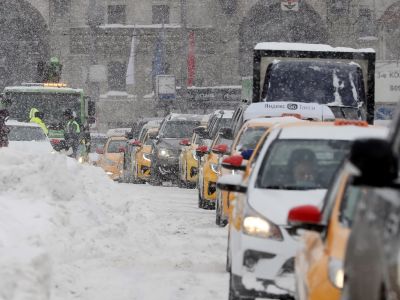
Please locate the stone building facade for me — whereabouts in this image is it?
[0,0,400,130]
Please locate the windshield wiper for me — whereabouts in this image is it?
[262,185,318,191]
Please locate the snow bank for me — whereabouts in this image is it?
[0,148,120,300]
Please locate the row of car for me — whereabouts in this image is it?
[91,99,400,300]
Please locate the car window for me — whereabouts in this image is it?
[8,125,46,141]
[235,127,267,151]
[160,121,200,138]
[339,185,364,227]
[321,171,347,224]
[107,141,126,153]
[257,139,350,190]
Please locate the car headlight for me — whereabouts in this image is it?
[143,153,151,161]
[210,164,219,174]
[243,216,283,241]
[329,257,344,289]
[104,158,118,166]
[192,150,199,161]
[158,148,171,157]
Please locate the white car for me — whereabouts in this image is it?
[218,121,387,299]
[6,120,53,154]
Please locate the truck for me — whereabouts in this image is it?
[252,43,376,124]
[0,83,95,155]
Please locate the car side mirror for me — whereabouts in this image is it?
[219,127,233,140]
[240,149,254,160]
[211,144,228,154]
[118,147,126,153]
[193,126,208,138]
[349,139,399,186]
[196,146,208,158]
[179,139,190,146]
[217,174,247,193]
[288,205,325,232]
[130,140,142,147]
[221,155,246,171]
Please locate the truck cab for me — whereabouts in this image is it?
[252,43,375,124]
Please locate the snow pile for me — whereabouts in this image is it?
[0,148,121,300]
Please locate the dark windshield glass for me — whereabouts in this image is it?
[160,121,200,138]
[257,140,350,190]
[7,126,46,141]
[107,141,126,153]
[90,137,107,153]
[7,93,81,125]
[262,61,364,107]
[236,127,267,151]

**PROBLEM:** Can you rewrite the entries from the line containing "Please locate the truck cab" through the last entry, changing "snow pile" to "snow heap" and leaving everything else as is, and give back only those lines?

**RESPONSE TO THE EXERCISE:**
Please locate the truck cab for me — whereabouts in this image is it?
[252,43,375,124]
Please locate the snow heap for me — whereabouts in this image is it?
[0,148,121,300]
Please locate the dark windshield glass for me — whereabouts in this image is it?
[160,121,200,138]
[257,140,350,190]
[7,126,46,141]
[107,141,126,153]
[90,137,107,153]
[7,93,81,125]
[262,61,364,107]
[236,127,267,151]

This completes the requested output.